[Work required]: In the entries below, count each line where "outline" appears. Give the total and nothing more.
-- Provided data follows --
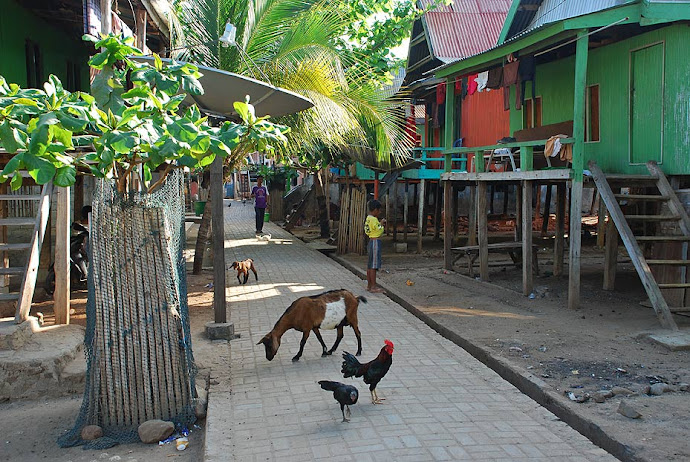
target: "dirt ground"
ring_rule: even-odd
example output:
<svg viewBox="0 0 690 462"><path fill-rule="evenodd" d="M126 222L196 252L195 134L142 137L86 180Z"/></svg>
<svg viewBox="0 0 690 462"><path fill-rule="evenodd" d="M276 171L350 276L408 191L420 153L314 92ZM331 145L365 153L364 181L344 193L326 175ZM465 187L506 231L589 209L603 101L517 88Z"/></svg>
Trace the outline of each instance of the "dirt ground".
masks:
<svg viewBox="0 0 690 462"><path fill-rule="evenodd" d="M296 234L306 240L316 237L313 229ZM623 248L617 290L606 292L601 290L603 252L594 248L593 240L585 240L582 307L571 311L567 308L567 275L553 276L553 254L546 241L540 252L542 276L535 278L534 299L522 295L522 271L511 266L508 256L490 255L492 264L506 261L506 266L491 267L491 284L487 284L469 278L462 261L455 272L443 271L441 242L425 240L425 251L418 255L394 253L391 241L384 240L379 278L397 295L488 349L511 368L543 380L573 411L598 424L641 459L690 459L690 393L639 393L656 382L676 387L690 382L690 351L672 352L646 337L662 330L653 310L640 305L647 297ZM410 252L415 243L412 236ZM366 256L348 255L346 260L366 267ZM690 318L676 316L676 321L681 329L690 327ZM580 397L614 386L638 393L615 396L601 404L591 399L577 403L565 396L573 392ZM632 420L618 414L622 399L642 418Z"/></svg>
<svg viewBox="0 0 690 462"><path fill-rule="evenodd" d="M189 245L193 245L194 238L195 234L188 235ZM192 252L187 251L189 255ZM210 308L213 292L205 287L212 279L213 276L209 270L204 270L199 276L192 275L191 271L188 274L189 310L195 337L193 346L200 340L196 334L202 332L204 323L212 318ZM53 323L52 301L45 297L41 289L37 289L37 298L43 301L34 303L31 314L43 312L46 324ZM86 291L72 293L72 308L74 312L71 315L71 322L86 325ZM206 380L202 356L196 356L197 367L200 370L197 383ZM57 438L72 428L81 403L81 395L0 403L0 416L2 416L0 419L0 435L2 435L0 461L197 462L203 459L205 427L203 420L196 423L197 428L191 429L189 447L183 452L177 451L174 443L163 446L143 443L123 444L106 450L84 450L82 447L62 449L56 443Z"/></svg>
-- Provided data concluded --
-- Provided data follows --
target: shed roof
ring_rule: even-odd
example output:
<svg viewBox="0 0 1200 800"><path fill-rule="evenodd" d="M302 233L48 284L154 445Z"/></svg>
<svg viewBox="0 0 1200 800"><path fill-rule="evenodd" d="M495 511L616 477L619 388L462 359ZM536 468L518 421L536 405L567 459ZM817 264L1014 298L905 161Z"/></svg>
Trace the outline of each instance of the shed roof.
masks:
-- Provided data concluded --
-- Provided data follows --
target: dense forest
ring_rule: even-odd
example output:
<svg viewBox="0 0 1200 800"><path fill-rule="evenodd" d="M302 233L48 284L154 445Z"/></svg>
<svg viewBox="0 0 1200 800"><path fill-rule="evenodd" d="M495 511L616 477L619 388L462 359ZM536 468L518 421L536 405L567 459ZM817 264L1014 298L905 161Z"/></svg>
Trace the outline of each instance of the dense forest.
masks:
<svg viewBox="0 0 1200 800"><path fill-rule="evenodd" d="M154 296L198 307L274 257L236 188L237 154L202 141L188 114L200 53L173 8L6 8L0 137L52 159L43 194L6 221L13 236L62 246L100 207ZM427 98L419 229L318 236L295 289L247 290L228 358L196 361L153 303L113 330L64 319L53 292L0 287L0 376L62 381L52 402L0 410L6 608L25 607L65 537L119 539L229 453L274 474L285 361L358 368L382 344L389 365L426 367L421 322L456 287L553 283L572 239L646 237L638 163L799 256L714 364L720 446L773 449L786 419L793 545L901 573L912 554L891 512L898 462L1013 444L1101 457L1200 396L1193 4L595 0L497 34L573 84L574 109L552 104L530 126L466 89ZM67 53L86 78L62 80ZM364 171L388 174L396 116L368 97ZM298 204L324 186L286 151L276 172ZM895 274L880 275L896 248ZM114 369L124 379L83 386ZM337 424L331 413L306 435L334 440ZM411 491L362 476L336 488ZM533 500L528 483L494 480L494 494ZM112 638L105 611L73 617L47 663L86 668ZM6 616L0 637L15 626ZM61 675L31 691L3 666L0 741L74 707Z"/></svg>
-- Provided data concluded --
[Your solution]: 3